▶ _REQUEST 1_:
In the essay below, why does the author find artist biographies unlifelike?

═══

It is easy to be in awe of a photographer and judge him or her as a genius or a natural. As the viewer, I rarely know the artist’s influences or life experiences i.e., I only see the art, not the recipe or the raw ingredients that shaped the vision. Artist biographies often neatly package the most compelling life events: he drank, it altered his perspective; her child died, it changed her profoundly; he went to a remote island, the simplicity changed his life – yada, yada, yada – ultimately the artist had an adventure or overcame adversity and frequently, the steeper the challenge, the more impressive the story. Moreover, biographies are often created for marketing purposes; messy parts of life are thoroughly cleansed, the artist is portrayed as esteemed with the truth cloaked. It can feel unlifelike; it leaves me wondering, what are the real bricks in the artist’s foundation.


We are no different than publicized artists; our lives are as rich and have similar depth. Events in life are links on a chain, each depends on the previous and a magnifying glass on one link is an incomplete image. I can point to events in my life, had one not occurred, I would be an unfamiliar Derek. Why do I see how I see? What has shaped my thinking? Like the promoted artists, we all have turning points in life – our very own yada, yada, yada – which shaped how we perceive.


My yada, yada, yada? Mom and dad were emotionally transparent; they smoked lots of pot and were pathological narcissists. As the only child, it fell on me to recognize their achievements and bestow admiration; encouragement and praise flowed backwards. Each used me against the other in their divorce when I was seven. Mom had a tough childhood – born to misogynistic parents in British India (now Pakistan), she was denigrated for not being born a boy and was ill-equipped for a son (I was supposed to be aborted, however (fortunately?), she said, “I did not want them inserting something into my vagina to get you out.”). Dad’s youth was not much better, he rebelled against his racist mother by embracing African American culture, exclusively dated poverty-stricken Black women after my mom and developed an extreme form of Antisemitism; all a contorted conundrum he took to his grave. Having been deprived of acceptance by mom and dad because of their yada, yada, yada, I overachieved to get noticed, ultimately discovering relief through work, at thirteen, carrying golf bags at Deepdale. Getting paid was my only acknowledgment; currency was the only appreciation I received.


Derek in 1987

More yada, yada, yada? There were two extraordinarily influential men in my childhood, neither of whom appeared through happenstance; Coach at Highland and Julian, my teacher, at Deepdale. Both unwittingly helped me build my foundation, one brick at a time. Coach was a brutal authoritarian who taught me how to push myself past breaking point, to find inner strength after I was depleted; Coach taught me how to be a man. Julian introduced me to my Self. I am a mosaic of both men and their teachings made up for the deficiencies at home. It would be woefully insufficient to merely say I had a tough Coach and a Carlos Castaneda-style spiritual teacher; these men were more.


The events of my life – my yada, yada, yada – have shaped my perception; how I see and how I think. What is your yada, yada, yada?

═══

▶ _REQUEST 2_:
Retype the records below exactly, starting at their first line and ending at the line that contains "x=810 y=332", with both of those lines included. Leave the picture out of your reply.

═══

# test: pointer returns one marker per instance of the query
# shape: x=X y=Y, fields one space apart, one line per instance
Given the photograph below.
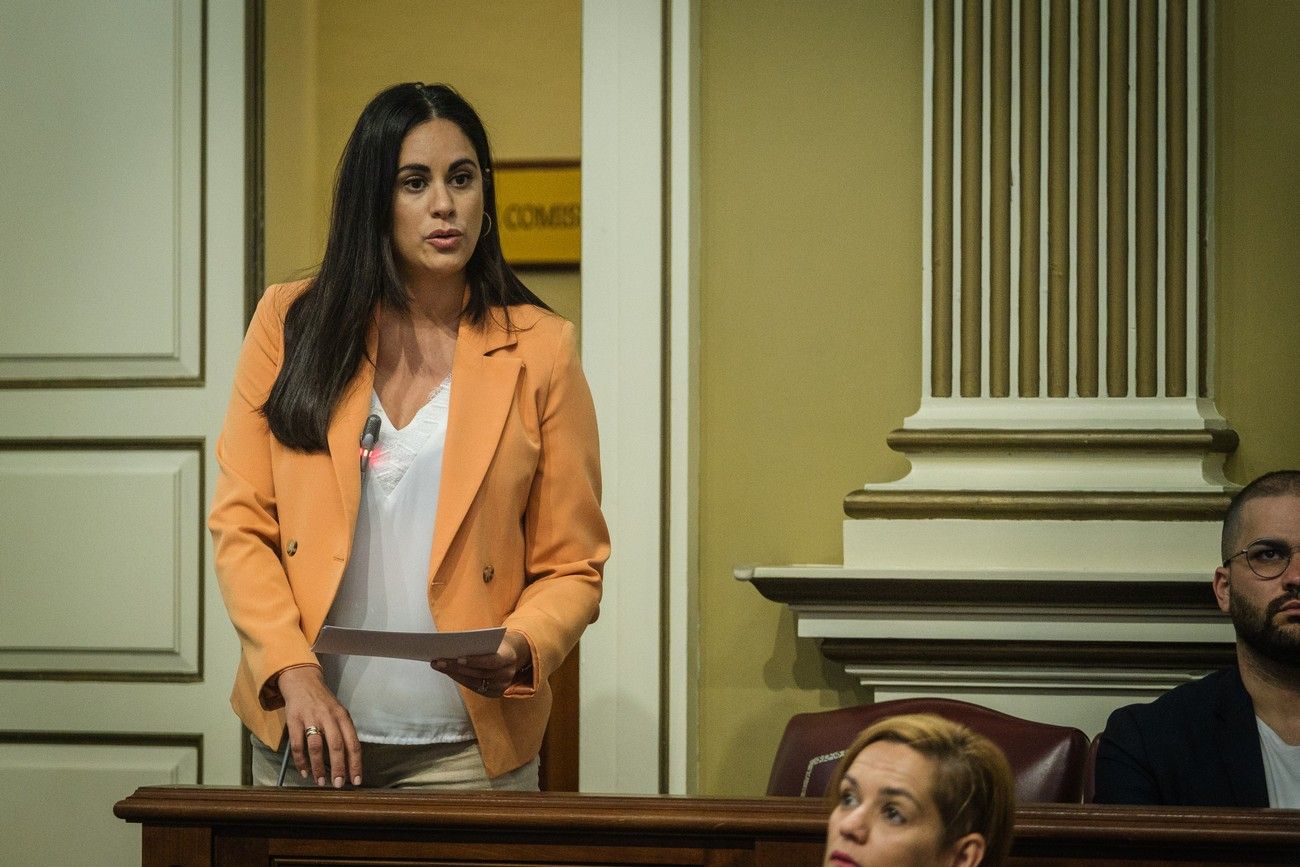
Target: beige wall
x=810 y=265
x=518 y=63
x=810 y=310
x=810 y=332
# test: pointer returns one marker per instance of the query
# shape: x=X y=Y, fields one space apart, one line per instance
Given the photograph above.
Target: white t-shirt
x=1281 y=768
x=386 y=586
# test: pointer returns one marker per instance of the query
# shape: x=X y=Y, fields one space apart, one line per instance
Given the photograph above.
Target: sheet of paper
x=424 y=646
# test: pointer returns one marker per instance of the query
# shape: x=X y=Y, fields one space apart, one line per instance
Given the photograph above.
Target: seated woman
x=921 y=789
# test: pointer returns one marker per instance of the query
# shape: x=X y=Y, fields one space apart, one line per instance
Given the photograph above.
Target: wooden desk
x=220 y=827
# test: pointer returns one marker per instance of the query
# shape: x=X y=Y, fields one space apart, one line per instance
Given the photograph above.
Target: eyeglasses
x=1266 y=559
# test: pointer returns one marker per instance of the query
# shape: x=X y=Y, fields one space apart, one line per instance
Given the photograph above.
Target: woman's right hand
x=310 y=703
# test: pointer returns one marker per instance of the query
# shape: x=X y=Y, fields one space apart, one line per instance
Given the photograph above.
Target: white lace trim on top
x=399 y=447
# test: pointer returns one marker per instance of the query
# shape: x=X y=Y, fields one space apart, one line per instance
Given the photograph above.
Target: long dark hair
x=325 y=326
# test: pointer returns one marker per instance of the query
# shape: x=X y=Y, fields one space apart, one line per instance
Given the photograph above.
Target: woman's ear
x=967 y=852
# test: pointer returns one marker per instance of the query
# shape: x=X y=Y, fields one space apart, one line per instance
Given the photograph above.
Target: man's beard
x=1261 y=633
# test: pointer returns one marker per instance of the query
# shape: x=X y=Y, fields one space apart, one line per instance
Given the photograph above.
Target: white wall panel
x=102 y=195
x=79 y=783
x=120 y=533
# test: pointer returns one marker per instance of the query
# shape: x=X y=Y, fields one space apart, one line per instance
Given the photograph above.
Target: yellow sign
x=540 y=212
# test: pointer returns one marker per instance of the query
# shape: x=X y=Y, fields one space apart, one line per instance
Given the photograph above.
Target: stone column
x=1060 y=523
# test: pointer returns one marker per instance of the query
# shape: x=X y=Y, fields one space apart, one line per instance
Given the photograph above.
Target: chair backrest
x=1048 y=761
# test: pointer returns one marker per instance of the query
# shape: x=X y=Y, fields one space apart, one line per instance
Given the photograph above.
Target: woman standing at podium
x=477 y=507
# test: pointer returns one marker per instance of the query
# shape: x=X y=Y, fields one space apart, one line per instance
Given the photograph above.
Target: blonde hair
x=974 y=789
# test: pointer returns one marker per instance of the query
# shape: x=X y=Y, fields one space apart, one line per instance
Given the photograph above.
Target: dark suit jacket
x=1196 y=745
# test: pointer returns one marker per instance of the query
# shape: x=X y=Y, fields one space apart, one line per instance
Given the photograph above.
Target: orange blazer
x=519 y=538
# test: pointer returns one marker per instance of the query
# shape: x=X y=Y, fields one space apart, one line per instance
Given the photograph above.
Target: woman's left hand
x=490 y=675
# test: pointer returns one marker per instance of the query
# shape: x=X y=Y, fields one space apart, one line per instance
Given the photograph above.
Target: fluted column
x=1064 y=289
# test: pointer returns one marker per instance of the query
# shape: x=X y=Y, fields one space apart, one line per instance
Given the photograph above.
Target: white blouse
x=386 y=586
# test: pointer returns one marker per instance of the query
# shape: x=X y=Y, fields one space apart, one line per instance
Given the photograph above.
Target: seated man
x=1231 y=738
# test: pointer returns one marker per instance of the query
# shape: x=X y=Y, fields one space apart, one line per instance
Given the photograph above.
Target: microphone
x=369 y=436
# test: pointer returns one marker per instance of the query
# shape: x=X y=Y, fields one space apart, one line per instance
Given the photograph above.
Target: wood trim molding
x=1173 y=598
x=987 y=439
x=1091 y=655
x=320 y=820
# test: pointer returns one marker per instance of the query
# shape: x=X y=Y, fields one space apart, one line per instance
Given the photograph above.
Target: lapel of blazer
x=345 y=433
x=1238 y=738
x=482 y=388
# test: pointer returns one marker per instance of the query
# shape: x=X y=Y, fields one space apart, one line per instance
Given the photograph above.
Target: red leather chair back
x=1090 y=770
x=1048 y=761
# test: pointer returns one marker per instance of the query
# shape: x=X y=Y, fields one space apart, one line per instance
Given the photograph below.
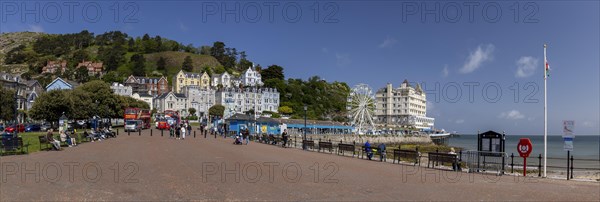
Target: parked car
x=33 y=128
x=11 y=129
x=45 y=127
x=133 y=125
x=163 y=125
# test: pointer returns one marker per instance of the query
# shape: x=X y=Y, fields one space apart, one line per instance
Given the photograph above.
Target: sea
x=586 y=149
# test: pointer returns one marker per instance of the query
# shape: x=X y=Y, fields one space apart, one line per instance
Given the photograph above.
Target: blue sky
x=376 y=42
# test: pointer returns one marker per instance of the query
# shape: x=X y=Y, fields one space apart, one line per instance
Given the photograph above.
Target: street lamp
x=304 y=130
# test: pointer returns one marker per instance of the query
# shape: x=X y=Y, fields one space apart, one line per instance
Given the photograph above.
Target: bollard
x=572 y=166
x=540 y=165
x=512 y=163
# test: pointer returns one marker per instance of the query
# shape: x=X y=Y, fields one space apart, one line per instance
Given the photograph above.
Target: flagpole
x=545 y=112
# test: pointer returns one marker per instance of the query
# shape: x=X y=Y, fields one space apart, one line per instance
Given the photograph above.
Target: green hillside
x=174 y=60
x=122 y=55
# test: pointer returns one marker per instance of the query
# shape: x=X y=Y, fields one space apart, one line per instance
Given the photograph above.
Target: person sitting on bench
x=382 y=154
x=51 y=140
x=368 y=150
x=455 y=166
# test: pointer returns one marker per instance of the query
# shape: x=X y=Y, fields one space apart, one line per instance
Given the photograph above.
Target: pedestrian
x=189 y=129
x=246 y=136
x=382 y=152
x=285 y=137
x=455 y=165
x=183 y=130
x=51 y=140
x=171 y=131
x=368 y=150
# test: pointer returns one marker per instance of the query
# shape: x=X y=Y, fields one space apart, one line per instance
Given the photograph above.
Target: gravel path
x=144 y=168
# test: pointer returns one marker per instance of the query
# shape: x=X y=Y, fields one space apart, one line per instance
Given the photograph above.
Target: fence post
x=568 y=162
x=512 y=162
x=572 y=166
x=540 y=165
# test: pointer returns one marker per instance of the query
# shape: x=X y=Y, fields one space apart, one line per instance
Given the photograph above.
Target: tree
x=205 y=50
x=81 y=74
x=272 y=72
x=286 y=110
x=139 y=64
x=187 y=64
x=216 y=110
x=49 y=106
x=7 y=104
x=111 y=77
x=192 y=111
x=207 y=69
x=112 y=57
x=161 y=63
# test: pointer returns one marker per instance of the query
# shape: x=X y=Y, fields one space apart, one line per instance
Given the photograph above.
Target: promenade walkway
x=144 y=168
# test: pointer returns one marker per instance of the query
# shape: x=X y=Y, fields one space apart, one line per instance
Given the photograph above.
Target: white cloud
x=342 y=59
x=588 y=124
x=512 y=115
x=482 y=54
x=35 y=28
x=445 y=71
x=526 y=66
x=388 y=42
x=182 y=26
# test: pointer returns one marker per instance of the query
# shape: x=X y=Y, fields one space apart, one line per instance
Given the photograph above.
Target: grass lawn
x=33 y=143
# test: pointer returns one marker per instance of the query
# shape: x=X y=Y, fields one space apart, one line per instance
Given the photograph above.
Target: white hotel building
x=401 y=107
x=241 y=100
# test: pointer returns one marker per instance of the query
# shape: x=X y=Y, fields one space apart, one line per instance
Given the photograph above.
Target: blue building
x=60 y=84
x=265 y=125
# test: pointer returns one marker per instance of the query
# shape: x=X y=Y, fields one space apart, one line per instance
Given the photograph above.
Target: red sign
x=524 y=147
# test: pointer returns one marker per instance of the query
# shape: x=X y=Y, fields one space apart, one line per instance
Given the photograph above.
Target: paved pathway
x=158 y=168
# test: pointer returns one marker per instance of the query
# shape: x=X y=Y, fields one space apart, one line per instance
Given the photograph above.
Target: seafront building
x=402 y=107
x=241 y=100
x=199 y=98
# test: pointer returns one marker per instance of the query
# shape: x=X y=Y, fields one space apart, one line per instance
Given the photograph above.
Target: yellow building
x=183 y=79
x=205 y=80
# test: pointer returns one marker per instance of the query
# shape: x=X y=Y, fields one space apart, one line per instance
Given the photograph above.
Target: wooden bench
x=13 y=145
x=346 y=147
x=407 y=154
x=309 y=143
x=435 y=157
x=325 y=145
x=44 y=142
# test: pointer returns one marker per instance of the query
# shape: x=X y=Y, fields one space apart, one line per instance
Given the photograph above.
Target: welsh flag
x=547 y=69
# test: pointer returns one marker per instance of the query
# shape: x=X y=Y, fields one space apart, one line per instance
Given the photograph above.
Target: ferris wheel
x=361 y=108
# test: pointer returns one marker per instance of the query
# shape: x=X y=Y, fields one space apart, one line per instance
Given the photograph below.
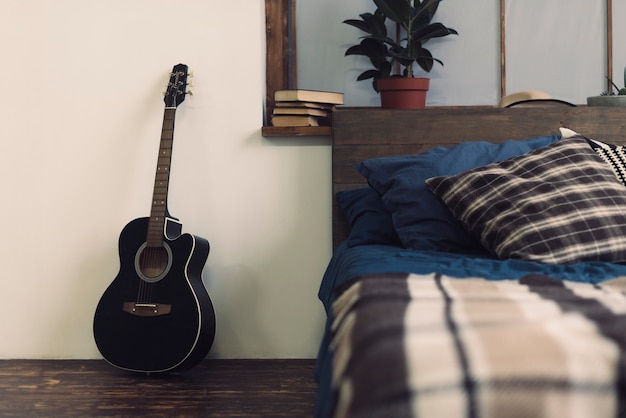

═══

▶ _EXERCISE SOLUTION 1_:
The author explains that biographies are often created for marketing purposes. The messy parts of the artist's life are thoroughly cleansed, and the artist is portrayed as esteemed while the truth is cloaked.

▶ _EXERCISE SOLUTION 2_:
# test: pointer returns one marker per instance of the query
# shape: x=X y=Y, fields one space apart, one line per instance
Given the photograph below.
Target: beige wall
x=810 y=265
x=518 y=63
x=810 y=310
x=810 y=332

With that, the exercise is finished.